==== Records to use ====
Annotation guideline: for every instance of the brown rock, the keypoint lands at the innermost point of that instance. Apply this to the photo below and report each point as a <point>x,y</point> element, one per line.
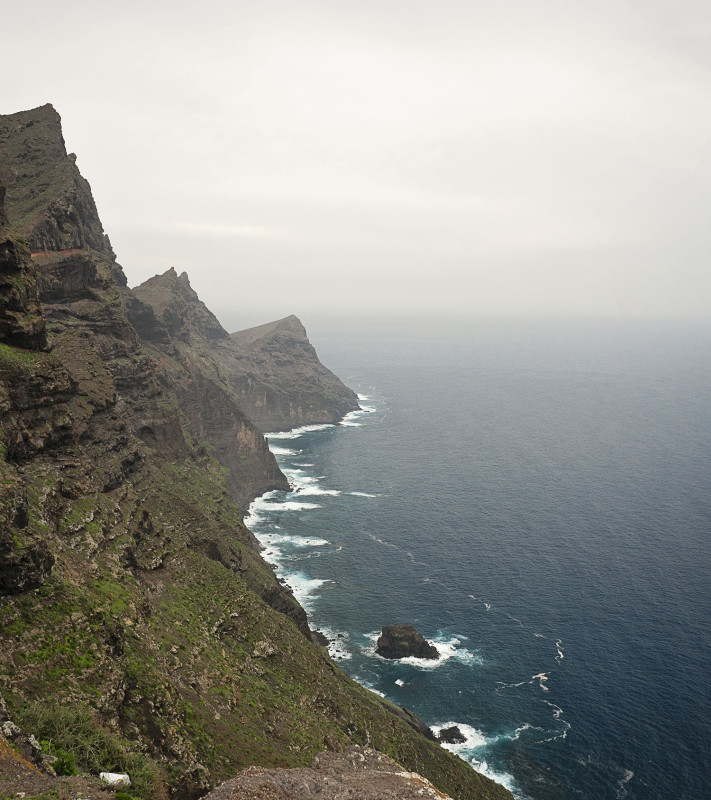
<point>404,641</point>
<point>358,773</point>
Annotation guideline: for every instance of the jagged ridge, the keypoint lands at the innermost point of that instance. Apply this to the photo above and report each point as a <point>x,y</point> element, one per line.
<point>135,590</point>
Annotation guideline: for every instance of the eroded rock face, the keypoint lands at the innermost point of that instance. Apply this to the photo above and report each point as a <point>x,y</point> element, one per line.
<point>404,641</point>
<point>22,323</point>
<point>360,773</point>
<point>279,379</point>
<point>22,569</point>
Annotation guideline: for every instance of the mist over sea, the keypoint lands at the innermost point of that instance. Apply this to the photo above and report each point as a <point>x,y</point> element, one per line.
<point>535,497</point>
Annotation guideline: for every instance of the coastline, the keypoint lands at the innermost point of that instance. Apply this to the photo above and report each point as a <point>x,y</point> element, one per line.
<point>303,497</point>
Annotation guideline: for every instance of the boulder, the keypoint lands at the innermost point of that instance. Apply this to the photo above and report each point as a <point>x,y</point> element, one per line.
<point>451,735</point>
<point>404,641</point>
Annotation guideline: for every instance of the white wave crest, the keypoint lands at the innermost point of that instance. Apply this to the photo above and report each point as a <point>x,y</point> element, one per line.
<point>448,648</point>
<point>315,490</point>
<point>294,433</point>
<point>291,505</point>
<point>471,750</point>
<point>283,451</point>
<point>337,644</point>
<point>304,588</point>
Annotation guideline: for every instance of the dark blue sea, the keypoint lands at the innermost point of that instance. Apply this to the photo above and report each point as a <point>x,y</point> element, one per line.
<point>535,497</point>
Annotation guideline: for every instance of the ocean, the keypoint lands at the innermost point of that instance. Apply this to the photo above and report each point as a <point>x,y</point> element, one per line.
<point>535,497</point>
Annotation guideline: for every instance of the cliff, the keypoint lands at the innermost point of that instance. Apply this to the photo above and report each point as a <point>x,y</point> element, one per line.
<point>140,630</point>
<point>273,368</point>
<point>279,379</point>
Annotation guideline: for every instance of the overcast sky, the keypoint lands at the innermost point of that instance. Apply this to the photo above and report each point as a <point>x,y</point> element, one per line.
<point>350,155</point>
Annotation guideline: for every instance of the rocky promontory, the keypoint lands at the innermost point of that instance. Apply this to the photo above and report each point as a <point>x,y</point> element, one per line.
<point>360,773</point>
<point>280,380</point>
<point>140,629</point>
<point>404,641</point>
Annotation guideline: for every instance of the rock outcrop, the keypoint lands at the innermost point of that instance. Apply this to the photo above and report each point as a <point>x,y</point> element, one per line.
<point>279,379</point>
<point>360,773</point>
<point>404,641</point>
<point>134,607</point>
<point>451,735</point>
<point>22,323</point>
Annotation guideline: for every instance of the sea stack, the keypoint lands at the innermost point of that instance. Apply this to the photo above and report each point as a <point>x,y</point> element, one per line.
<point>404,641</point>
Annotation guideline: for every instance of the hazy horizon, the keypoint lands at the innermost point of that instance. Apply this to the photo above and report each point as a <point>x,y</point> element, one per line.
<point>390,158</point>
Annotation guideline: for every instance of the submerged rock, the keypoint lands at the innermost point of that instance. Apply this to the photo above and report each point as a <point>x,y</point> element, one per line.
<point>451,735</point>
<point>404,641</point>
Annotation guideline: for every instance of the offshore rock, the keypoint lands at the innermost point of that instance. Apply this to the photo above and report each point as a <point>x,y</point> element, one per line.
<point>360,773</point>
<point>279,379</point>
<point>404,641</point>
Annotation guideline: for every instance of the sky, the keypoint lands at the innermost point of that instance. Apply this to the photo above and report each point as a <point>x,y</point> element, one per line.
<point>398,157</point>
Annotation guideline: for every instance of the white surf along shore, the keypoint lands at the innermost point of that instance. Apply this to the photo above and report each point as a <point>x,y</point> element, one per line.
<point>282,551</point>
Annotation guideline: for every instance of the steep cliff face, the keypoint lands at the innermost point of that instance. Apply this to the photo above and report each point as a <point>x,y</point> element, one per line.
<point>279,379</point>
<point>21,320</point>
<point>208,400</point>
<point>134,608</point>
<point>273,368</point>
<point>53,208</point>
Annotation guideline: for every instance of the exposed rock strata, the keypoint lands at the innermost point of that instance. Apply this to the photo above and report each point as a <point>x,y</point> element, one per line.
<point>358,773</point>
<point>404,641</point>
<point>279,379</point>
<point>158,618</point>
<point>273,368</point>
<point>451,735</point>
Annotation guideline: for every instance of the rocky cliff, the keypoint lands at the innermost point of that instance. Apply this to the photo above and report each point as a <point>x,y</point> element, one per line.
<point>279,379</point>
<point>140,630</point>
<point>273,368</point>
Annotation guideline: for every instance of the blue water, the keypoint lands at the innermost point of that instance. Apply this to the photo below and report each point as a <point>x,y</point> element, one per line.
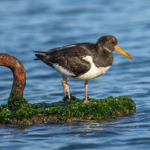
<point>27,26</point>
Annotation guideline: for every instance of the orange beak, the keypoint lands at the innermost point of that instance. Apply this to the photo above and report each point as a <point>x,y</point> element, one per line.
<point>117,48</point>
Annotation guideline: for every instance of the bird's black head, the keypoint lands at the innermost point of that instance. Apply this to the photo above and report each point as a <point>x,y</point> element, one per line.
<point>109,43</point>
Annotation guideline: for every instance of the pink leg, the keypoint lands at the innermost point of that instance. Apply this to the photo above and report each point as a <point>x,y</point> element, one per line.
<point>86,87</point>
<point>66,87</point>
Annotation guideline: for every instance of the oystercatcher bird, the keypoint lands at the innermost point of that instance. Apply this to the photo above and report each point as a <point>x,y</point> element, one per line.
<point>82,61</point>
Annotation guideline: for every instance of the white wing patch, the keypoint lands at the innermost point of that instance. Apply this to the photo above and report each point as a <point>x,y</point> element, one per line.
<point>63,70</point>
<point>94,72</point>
====
▸ Stated goal
Without the pictures, return all the records precisely as they stand.

▸ Solution to the problem
Annotation guideline: for every instance of the brown rock, the keypoint lands at the innermost point of that instance. Apply this to the photo below and report each point as a <point>x,y</point> element, one per line.
<point>404,641</point>
<point>358,773</point>
Annotation guideline: for every instance of the jagged ridge, the keypoint lands at the innermost point of that instance. Apply this to the photo above and report each point as a <point>x,y</point> element, one per line.
<point>135,590</point>
Annotation guideline: for every instance of the eroded rock face, the keypoint lands at the innermost point of that instance. Apply this to the photo above and report each point as a <point>x,y</point> element, one per line.
<point>404,641</point>
<point>22,323</point>
<point>360,773</point>
<point>279,379</point>
<point>22,569</point>
Annotation guideline: for every instance of the mist over sea, the keypoint lands at the innermost point of that instance. Apply this to the photo above and report each point as a <point>x,y</point> element, one per line.
<point>535,497</point>
Annotation guideline: for every instance of the coastline, the keypoint lands at the innermost point of that instance. Apply this to the photo above and report each point as a <point>x,y</point> element, one per line.
<point>303,497</point>
Annotation guideline: for every instance of the boulder, the keypoint lands at the innermost point of that instance. Apply this to the photo above and report each point as a <point>x,y</point> element, one per line.
<point>451,735</point>
<point>404,641</point>
Annotation guideline: for every instance of the white wave crest, the keypoint lands at the innermost point of that instance. Apply this to the photo above and report each point as a <point>x,y</point> element, one per line.
<point>448,648</point>
<point>315,490</point>
<point>294,433</point>
<point>291,505</point>
<point>471,750</point>
<point>283,451</point>
<point>337,644</point>
<point>304,588</point>
Annotation guideline: for every instance of the dark blue sea, the keypoint lands at the innermost point of that instance. Apply this to the photo above and report each point as a <point>x,y</point> element, one per line.
<point>535,497</point>
Annotation guideline: for every instance of the ocean, the keypoint lands at the innermost point of that instance. Apply this to the photo above and report each point as a <point>x,y</point> element, one per line.
<point>535,497</point>
Annotation guideline: for every instance of the cliff, the keypoint lands at the innermost point of that instance. Apply this to the photo above and report each point as a <point>x,y</point> element, one per line.
<point>140,630</point>
<point>273,368</point>
<point>279,379</point>
Annotation guideline: for every instance of the overcast sky, the keypoint lands at the innermost point of that instance. Apply this to the photo above and report each point as a <point>x,y</point> element, one per line.
<point>350,155</point>
Annotation guideline: for every instance of the rocky promontory, the keypoint lands at the innermost point of that instance. Apply this to the photo above and report each point as a <point>x,y</point> element, one per line.
<point>360,773</point>
<point>280,380</point>
<point>140,629</point>
<point>404,641</point>
Annotation guideline: for every instance of the rock outcrop, the keypoint lands at the innermost point of that instance. Apply this to the photo above and report each point as a <point>x,y</point> element, one per line.
<point>279,379</point>
<point>360,773</point>
<point>404,641</point>
<point>134,607</point>
<point>451,735</point>
<point>22,323</point>
Annotation guideline: for every instance of the sea stack, the keypoint lands at the innermost point of that instance. Apply this to the photo above and report each point as a <point>x,y</point> element, one per line.
<point>404,641</point>
Annotation guideline: for every instance of the hazy horizon, the keypoint lands at the innermost point of that instance. Apply this to the photo above and report each point as a <point>x,y</point> element, one per line.
<point>390,158</point>
Annotation guideline: for every instance of the submerged rock, the keypoint lands at the innermost point of that instance. Apply this to the photo above and report each point as a <point>x,y</point> element, one per line.
<point>451,735</point>
<point>404,641</point>
Annotation guideline: for every instance of the offshore rock, the keypoint lands at the innermost point of that instance. Apply this to the photo above and report each point as a <point>x,y</point> element, one per line.
<point>360,773</point>
<point>279,379</point>
<point>404,641</point>
Annotation guideline: for every instance of the sky, the keypoint lands at the innermost point of that instance. Apply this to the photo above and report each point as a <point>x,y</point> element, one per line.
<point>398,157</point>
Annotation guideline: for every instance of the white surf along shore, the keypoint lands at the innermost point of that instance. Apply this to the photo above and report each point as a <point>x,y</point> element, one per line.
<point>282,551</point>
Annotation guideline: for every instance of the steep cliff face, the keypoint lands at the innermost point of that instance. Apply this to the photo above and report each point as a <point>x,y</point> element, one per line.
<point>279,379</point>
<point>21,320</point>
<point>208,400</point>
<point>134,608</point>
<point>273,368</point>
<point>53,208</point>
Annotation guideline: for every instance of the exposed rock strata, the keypoint lands at the innermost point of that instance. Apply this to the photo above and report each point as a <point>x,y</point> element, one per line.
<point>358,773</point>
<point>404,641</point>
<point>279,379</point>
<point>158,618</point>
<point>273,368</point>
<point>451,735</point>
Annotation guideline: for every instance of the rocky cliff, the keypoint lands at the innermost point of that instance. Apply this to the photo above and report each point as a <point>x,y</point> element, one per line.
<point>279,379</point>
<point>140,630</point>
<point>273,368</point>
Annotation guideline: for every instance of the blue water, the keypoint lands at the innermost point of that instance. Apply this to the photo below and report each point as a <point>x,y</point> element, one per line.
<point>27,26</point>
Annotation guideline: for every instance of the orange beak, the keypoint lands at the innermost point of that instance. Apply this to the photo above and report each point as a <point>x,y</point> element, one per line.
<point>117,48</point>
Annotation guideline: for every instance of the bird's black head, the keypoint lands at the innermost point of that instance. Apply this to the photo above and report each point as a <point>x,y</point> element, one per line.
<point>109,43</point>
Annotation guideline: for every instance of the pink leg, the keypoint lands at the innermost point of that instance. Apply this to the photo above and report each point as a <point>x,y</point> element, one per line.
<point>86,87</point>
<point>66,87</point>
Annotation guideline: for every instance of the oystercatcher bird, the keypoint lands at the innermost point of that instance. Apply this to the photo above and report each point as a <point>x,y</point> element, one per line.
<point>82,61</point>
Annotation guideline: for every instance of the white wing patch, the keypoint lands at the innermost point of that instance. Apply this to the photo above and report each point as a <point>x,y</point> element, one per line.
<point>63,70</point>
<point>94,72</point>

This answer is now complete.